* BEGIN Rows *

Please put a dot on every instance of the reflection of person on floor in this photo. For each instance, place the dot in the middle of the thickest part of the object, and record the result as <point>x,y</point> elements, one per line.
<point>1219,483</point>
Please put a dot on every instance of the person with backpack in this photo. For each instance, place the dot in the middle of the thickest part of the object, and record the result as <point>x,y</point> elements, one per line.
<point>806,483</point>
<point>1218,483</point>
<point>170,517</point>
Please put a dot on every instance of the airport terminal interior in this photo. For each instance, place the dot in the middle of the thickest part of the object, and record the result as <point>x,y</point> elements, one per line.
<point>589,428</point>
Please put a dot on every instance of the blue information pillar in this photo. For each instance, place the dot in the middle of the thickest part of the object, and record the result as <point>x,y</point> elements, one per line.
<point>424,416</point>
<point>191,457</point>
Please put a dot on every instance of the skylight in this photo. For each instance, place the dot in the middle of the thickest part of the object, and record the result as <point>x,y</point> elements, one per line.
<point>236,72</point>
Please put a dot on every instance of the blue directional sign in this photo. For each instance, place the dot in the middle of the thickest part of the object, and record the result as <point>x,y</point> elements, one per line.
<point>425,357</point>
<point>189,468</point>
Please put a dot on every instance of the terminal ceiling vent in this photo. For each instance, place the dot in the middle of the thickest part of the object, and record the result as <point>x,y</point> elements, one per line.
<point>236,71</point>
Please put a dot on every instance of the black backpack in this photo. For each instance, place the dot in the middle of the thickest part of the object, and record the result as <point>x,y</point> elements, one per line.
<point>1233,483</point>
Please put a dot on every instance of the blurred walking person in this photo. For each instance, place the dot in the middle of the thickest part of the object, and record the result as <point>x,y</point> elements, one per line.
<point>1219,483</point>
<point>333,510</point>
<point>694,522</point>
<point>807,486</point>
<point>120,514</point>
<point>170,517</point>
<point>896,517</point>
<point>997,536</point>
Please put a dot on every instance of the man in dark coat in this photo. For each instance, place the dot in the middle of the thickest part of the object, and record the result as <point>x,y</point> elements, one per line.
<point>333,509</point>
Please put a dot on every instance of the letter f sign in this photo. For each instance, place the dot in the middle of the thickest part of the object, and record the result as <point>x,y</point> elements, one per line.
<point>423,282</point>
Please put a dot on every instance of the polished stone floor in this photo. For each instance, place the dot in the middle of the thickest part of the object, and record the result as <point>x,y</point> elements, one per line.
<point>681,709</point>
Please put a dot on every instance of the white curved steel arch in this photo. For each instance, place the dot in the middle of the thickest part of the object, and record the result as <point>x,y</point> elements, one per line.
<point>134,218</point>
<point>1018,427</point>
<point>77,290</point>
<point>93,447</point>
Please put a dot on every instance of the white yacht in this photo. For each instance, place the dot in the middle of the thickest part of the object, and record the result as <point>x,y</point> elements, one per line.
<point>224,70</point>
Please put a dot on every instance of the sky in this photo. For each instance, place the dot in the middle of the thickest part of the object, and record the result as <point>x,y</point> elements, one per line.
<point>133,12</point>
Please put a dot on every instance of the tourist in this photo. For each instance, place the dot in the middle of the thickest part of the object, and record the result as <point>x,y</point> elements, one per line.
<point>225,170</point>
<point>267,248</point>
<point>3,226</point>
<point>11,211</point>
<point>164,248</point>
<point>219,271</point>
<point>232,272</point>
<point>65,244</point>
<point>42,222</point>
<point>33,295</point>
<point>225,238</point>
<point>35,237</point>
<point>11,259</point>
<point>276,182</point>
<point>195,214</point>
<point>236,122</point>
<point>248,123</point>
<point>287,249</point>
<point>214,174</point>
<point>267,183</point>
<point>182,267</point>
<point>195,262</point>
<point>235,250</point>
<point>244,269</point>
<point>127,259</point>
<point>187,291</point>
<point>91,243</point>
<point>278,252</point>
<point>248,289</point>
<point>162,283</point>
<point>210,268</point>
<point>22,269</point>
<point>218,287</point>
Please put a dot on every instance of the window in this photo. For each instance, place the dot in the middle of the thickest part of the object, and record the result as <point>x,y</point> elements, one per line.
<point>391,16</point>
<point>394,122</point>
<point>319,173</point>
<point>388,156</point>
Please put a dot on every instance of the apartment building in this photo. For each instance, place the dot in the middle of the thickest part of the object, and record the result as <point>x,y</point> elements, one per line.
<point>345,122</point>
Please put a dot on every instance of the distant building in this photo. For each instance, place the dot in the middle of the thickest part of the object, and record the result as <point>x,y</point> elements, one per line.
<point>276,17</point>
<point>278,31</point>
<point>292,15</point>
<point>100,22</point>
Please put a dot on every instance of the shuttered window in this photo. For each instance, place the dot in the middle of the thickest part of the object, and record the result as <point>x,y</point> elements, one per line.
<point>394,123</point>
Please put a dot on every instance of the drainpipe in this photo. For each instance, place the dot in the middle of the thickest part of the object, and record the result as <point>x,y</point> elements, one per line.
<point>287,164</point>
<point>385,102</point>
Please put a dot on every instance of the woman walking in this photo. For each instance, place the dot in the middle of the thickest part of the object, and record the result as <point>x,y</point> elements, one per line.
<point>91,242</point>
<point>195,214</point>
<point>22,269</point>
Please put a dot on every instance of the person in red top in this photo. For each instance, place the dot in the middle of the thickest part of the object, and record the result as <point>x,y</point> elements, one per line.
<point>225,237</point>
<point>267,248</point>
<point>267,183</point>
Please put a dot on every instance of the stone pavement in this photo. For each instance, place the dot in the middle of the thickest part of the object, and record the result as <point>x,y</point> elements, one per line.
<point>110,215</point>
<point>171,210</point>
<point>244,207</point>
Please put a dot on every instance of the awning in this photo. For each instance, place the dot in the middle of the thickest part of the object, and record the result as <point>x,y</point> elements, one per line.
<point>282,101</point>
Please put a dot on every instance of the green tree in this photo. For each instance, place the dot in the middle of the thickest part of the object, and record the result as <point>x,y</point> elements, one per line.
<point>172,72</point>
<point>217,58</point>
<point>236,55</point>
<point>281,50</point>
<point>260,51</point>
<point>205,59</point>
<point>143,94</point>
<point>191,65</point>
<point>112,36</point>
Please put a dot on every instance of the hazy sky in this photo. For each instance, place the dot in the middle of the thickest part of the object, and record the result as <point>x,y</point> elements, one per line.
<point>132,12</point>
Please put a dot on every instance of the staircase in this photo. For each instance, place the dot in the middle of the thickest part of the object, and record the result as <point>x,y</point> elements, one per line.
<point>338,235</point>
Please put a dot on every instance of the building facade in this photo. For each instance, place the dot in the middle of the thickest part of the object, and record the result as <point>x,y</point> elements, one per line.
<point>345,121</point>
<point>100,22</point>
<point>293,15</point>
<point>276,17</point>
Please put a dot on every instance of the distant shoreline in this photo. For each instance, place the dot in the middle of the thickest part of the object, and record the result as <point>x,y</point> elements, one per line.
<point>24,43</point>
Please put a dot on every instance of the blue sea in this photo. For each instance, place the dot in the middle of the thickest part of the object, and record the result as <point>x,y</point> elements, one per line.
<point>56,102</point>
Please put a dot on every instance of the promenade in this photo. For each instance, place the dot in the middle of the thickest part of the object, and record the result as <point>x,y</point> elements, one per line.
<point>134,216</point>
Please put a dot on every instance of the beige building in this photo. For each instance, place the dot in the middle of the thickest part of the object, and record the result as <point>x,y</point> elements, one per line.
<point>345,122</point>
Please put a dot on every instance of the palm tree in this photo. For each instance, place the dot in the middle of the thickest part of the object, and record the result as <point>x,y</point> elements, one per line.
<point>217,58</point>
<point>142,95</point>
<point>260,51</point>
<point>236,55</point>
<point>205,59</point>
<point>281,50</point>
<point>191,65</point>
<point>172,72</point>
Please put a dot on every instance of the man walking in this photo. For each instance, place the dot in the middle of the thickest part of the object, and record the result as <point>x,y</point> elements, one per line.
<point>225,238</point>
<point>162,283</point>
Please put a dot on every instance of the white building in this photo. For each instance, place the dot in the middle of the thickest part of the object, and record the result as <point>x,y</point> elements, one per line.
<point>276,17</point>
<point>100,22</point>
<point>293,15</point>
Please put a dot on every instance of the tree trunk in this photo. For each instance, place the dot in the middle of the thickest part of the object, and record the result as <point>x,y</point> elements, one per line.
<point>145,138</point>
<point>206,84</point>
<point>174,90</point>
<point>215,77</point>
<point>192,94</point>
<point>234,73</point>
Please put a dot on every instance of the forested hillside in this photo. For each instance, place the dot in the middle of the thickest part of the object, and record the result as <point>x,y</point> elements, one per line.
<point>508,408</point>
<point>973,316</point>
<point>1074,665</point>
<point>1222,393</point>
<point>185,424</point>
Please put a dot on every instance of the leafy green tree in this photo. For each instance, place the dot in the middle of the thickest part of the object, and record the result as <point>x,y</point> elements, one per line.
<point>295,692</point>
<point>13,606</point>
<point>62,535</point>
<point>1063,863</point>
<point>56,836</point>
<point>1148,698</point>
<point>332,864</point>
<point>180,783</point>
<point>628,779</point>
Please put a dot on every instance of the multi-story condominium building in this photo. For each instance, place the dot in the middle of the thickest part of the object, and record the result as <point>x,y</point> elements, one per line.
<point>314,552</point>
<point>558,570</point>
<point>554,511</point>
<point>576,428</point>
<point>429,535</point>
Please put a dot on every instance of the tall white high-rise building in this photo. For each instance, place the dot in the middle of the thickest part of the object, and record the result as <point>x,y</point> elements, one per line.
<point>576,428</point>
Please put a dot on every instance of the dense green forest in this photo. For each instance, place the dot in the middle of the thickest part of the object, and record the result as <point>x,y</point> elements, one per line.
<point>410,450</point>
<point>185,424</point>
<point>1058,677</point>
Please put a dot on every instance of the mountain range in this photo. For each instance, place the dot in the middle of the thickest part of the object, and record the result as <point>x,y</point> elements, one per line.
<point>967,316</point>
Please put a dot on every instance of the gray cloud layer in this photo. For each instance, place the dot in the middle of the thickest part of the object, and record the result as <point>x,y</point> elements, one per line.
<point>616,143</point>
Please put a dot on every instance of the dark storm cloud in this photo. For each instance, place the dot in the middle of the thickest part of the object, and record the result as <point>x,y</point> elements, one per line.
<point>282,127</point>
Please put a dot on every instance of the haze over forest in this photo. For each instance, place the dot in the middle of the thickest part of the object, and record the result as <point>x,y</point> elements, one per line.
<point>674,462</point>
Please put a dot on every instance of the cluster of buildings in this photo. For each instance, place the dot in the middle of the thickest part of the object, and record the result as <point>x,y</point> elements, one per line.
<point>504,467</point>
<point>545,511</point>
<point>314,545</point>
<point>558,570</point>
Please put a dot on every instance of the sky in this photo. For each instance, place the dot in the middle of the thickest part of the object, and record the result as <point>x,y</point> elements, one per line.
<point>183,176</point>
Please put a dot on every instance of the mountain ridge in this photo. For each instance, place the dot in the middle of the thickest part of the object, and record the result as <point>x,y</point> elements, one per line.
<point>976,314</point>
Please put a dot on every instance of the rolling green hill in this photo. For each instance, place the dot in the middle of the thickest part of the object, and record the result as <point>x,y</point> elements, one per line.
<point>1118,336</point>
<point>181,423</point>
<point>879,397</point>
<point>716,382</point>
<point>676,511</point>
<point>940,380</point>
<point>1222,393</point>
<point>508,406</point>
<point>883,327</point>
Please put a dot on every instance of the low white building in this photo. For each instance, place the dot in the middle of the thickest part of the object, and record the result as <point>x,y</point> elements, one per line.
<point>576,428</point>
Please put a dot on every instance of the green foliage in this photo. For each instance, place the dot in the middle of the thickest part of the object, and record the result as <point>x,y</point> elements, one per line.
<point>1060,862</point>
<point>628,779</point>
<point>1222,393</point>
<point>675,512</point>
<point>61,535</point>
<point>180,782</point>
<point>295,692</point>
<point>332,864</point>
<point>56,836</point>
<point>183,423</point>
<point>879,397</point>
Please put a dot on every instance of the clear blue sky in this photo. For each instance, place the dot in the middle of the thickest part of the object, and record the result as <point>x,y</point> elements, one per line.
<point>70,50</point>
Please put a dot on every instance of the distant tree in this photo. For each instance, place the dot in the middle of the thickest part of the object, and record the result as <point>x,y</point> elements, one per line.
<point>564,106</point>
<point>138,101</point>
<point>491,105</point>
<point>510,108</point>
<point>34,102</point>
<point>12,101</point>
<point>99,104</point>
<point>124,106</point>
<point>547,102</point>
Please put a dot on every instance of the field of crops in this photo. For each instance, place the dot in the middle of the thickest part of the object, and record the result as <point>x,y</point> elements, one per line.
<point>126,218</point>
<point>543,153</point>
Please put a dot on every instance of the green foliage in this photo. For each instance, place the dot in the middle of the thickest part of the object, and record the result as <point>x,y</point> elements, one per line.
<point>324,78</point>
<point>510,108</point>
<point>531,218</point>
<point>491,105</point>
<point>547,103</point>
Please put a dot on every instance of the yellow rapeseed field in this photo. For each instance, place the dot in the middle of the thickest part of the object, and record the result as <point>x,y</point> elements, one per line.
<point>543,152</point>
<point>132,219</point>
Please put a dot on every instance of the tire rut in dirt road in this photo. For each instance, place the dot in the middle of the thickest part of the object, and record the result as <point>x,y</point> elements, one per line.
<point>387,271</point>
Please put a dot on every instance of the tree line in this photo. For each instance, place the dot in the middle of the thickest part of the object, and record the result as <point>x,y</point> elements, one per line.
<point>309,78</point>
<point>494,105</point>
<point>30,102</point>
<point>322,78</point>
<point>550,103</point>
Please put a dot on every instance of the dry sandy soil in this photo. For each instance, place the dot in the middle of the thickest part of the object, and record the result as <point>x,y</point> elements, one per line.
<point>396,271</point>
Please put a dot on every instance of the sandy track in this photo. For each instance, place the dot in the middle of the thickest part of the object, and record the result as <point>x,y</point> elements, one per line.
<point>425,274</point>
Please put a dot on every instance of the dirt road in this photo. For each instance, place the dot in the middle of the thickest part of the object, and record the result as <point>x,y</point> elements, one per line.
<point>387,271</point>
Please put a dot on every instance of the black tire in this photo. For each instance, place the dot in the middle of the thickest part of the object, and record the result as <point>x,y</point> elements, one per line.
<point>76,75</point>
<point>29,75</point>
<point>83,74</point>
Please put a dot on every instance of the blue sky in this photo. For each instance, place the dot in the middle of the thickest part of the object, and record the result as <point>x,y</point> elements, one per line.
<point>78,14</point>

* END Rows *

• _Task to carry out_: Rewrite the lines from the one holding "Please put a dot on every instance of the white yacht" through the one holding "<point>388,156</point>", inclusive, as a two-column CSV with headers input and output. Each row pairs a sentence line with the point lines that follow it; quote both fields and replace line breaks with spaces.

• _Final result_:
input,output
"Please put a dot on every instance of the white yacht in this photo. For each instance, place the dot in the middle of the thickest part of the object, and record the result as <point>x,y</point> elements, one per line.","<point>224,70</point>"
"Please put a dot on every instance of the sky in this photo. For each instance, place the dot in the middle of the thickest part of the object, and record the result as <point>x,y</point> elements, one per line.","<point>133,12</point>"
"Please put a dot on every instance of the tourist in this photo. For each instance, place the dot in the middle of the thickest part of the object, and record the result as <point>x,y</point> elements, one per line.","<point>225,170</point> <point>267,248</point> <point>3,226</point> <point>11,211</point> <point>164,248</point> <point>219,271</point> <point>232,272</point> <point>65,244</point> <point>42,222</point> <point>33,295</point> <point>225,238</point> <point>35,237</point> <point>11,259</point> <point>276,182</point> <point>195,214</point> <point>236,122</point> <point>248,123</point> <point>287,249</point> <point>214,174</point> <point>267,183</point> <point>182,267</point> <point>195,262</point> <point>235,250</point> <point>244,269</point> <point>127,259</point> <point>187,291</point> <point>91,243</point> <point>278,252</point> <point>248,289</point> <point>162,283</point> <point>210,268</point> <point>22,269</point> <point>218,287</point>"
"Please put a dot on every instance of the window in this photo. For each instance, place the dot in the middle of the thickest part of the object, and record the result as <point>x,y</point> elements, one per line.","<point>391,16</point> <point>394,122</point> <point>319,173</point> <point>388,156</point>"